-- PROBLEM TO WORK ON --
Copy each of the following records word for word, keeping every line unchanged.

-- DATASET EXTRACT --

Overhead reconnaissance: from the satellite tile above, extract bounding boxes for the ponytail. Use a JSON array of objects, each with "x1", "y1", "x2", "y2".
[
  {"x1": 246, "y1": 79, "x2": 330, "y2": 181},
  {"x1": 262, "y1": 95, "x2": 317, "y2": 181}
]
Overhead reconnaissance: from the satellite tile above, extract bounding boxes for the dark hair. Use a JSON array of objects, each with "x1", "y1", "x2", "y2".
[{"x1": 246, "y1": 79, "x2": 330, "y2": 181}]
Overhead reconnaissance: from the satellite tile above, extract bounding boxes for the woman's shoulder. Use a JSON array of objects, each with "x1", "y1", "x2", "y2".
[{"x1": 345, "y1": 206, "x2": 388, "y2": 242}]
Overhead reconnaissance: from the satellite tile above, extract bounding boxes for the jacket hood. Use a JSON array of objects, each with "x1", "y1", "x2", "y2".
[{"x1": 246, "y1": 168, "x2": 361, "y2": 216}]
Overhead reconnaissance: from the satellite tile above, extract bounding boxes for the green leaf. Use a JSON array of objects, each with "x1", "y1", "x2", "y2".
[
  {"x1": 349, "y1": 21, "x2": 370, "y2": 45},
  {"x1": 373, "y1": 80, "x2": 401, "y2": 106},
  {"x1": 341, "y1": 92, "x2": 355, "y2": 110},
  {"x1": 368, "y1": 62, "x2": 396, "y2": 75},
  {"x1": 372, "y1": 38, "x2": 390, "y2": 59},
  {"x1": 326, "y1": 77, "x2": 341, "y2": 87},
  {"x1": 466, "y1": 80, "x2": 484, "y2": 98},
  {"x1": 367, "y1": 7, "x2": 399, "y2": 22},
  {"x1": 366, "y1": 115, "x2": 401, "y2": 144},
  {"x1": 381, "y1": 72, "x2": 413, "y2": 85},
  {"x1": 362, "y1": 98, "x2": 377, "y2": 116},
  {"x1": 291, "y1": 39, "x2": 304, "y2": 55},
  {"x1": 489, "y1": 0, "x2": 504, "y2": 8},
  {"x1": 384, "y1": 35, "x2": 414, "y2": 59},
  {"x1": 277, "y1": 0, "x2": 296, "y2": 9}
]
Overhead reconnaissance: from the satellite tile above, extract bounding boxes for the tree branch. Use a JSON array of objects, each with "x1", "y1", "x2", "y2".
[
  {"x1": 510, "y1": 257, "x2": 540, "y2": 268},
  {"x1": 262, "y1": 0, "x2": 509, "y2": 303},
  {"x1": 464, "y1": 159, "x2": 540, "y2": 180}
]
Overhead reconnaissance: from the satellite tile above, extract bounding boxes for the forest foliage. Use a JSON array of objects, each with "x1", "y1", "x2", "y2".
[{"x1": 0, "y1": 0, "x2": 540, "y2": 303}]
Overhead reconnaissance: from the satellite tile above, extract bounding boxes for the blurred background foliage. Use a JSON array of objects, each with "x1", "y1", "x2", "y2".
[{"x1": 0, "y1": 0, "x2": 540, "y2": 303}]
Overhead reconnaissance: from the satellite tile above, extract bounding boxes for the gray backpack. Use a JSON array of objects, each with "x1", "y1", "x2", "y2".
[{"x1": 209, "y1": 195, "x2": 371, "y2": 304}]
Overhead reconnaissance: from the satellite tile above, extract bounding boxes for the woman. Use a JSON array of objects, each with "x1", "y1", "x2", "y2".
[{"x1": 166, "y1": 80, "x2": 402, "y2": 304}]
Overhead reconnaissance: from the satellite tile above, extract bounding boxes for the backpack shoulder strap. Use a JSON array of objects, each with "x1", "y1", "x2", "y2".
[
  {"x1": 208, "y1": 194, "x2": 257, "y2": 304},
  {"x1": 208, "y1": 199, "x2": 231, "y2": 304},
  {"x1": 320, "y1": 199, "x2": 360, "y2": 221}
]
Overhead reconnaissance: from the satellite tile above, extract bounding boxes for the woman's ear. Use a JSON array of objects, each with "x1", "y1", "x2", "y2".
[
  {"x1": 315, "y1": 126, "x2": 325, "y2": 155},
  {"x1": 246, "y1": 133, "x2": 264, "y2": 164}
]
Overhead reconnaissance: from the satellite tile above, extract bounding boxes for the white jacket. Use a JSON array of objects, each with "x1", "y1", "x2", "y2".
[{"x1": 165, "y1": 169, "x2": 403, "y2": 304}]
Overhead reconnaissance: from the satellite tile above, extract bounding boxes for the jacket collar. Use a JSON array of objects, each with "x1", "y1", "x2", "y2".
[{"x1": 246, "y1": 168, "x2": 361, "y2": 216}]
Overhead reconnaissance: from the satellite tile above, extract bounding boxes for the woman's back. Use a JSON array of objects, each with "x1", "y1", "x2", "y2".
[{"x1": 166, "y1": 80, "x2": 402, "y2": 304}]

-- TASK OUTPUT --
Overhead reconnaissance: from the satellite tile above, extract bounding boxes for the ponytail. Use a JSON array of objects, each with "x1", "y1", "x2", "y2".
[
  {"x1": 246, "y1": 79, "x2": 330, "y2": 181},
  {"x1": 262, "y1": 95, "x2": 317, "y2": 181}
]
Overhead reconnaissance: from the satellite tile above, extract bounding boxes for the dark hair. Use a JSON array of objects, each with "x1", "y1", "x2", "y2".
[{"x1": 246, "y1": 79, "x2": 330, "y2": 181}]
Overhead reconnaissance: from the satellite tile above, extract bounding boxes for the woman's shoulder. Use a JSON array of objects, each with "x1", "y1", "x2", "y2".
[{"x1": 345, "y1": 206, "x2": 388, "y2": 242}]
Overhead reconnaissance: from the satellite tile above, extract bounding boxes for the jacket hood. Use a JSON array of objects, each with "x1", "y1", "x2", "y2".
[{"x1": 246, "y1": 168, "x2": 361, "y2": 216}]
Overhead reconnaissance: from the satellite tile above, extract bounding boxes for the green leaf. Use a JSON array of objects, each with "x1", "y1", "x2", "y2".
[
  {"x1": 349, "y1": 21, "x2": 370, "y2": 45},
  {"x1": 373, "y1": 80, "x2": 401, "y2": 106},
  {"x1": 341, "y1": 92, "x2": 355, "y2": 110},
  {"x1": 368, "y1": 62, "x2": 396, "y2": 75},
  {"x1": 372, "y1": 38, "x2": 390, "y2": 59},
  {"x1": 326, "y1": 77, "x2": 341, "y2": 87},
  {"x1": 466, "y1": 80, "x2": 484, "y2": 98},
  {"x1": 367, "y1": 7, "x2": 399, "y2": 22},
  {"x1": 366, "y1": 115, "x2": 401, "y2": 144},
  {"x1": 381, "y1": 72, "x2": 413, "y2": 85},
  {"x1": 362, "y1": 98, "x2": 377, "y2": 116},
  {"x1": 291, "y1": 39, "x2": 304, "y2": 55},
  {"x1": 489, "y1": 0, "x2": 504, "y2": 8},
  {"x1": 384, "y1": 35, "x2": 414, "y2": 59},
  {"x1": 277, "y1": 0, "x2": 296, "y2": 9}
]
Overhead reconnaissance: from the satellite tile above, extract bounding boxes for the tree branch. Use a JSON array of objects, each with "x1", "y1", "x2", "y2".
[
  {"x1": 510, "y1": 257, "x2": 540, "y2": 268},
  {"x1": 262, "y1": 0, "x2": 509, "y2": 303},
  {"x1": 464, "y1": 159, "x2": 540, "y2": 180}
]
Overhead reconnaissance: from the satellite tile above, extract bounding boxes for the forest foliage. Use a JSON array of objects, each with "x1", "y1", "x2", "y2".
[{"x1": 0, "y1": 0, "x2": 540, "y2": 303}]
Overhead reconnaissance: from the satellite tile above, extract bounding boxes for the blurred background foliage. Use a JSON array of objects, each with "x1", "y1", "x2", "y2".
[{"x1": 0, "y1": 0, "x2": 540, "y2": 303}]
Overhead reconnaissance: from the satellite tile above, extract bounding boxes for the gray backpack. Use a JSON array of objects, each with "x1", "y1", "x2", "y2".
[{"x1": 209, "y1": 195, "x2": 371, "y2": 304}]
Overhead reconnaissance: from the satellite tile above, extract bounding boxes for the woman. Use a JSON array of objects, each with "x1", "y1", "x2", "y2".
[{"x1": 166, "y1": 80, "x2": 402, "y2": 304}]
Overhead reconnaissance: from the satellite tile above, extract bounding boxes for the backpack shoulder strap. Use a JSON array of objects, each with "x1", "y1", "x2", "y2".
[
  {"x1": 208, "y1": 194, "x2": 257, "y2": 304},
  {"x1": 208, "y1": 199, "x2": 231, "y2": 304},
  {"x1": 320, "y1": 199, "x2": 360, "y2": 221}
]
Overhead reconnaissance: from the satellite tile above, extract bounding boxes for the woman's ear. Use a JSON array of objects, each with "x1", "y1", "x2", "y2".
[
  {"x1": 315, "y1": 126, "x2": 325, "y2": 155},
  {"x1": 246, "y1": 133, "x2": 264, "y2": 164}
]
Overhead reconnaissance: from the satellite tile above, extract bounding boxes for the white jacket. Use a JSON array of objects, each with "x1", "y1", "x2", "y2".
[{"x1": 165, "y1": 169, "x2": 403, "y2": 304}]
Overhead reconnaissance: from the satellite tile above, extract bounding boxes for the jacket collar. Use a JSON array of objects, each with "x1", "y1", "x2", "y2".
[{"x1": 246, "y1": 168, "x2": 361, "y2": 216}]
Overhead reconnaissance: from the satellite tile above, extract bounding boxes for the woman's back. Use a JSON array of objects, each with "x1", "y1", "x2", "y2".
[{"x1": 166, "y1": 80, "x2": 402, "y2": 304}]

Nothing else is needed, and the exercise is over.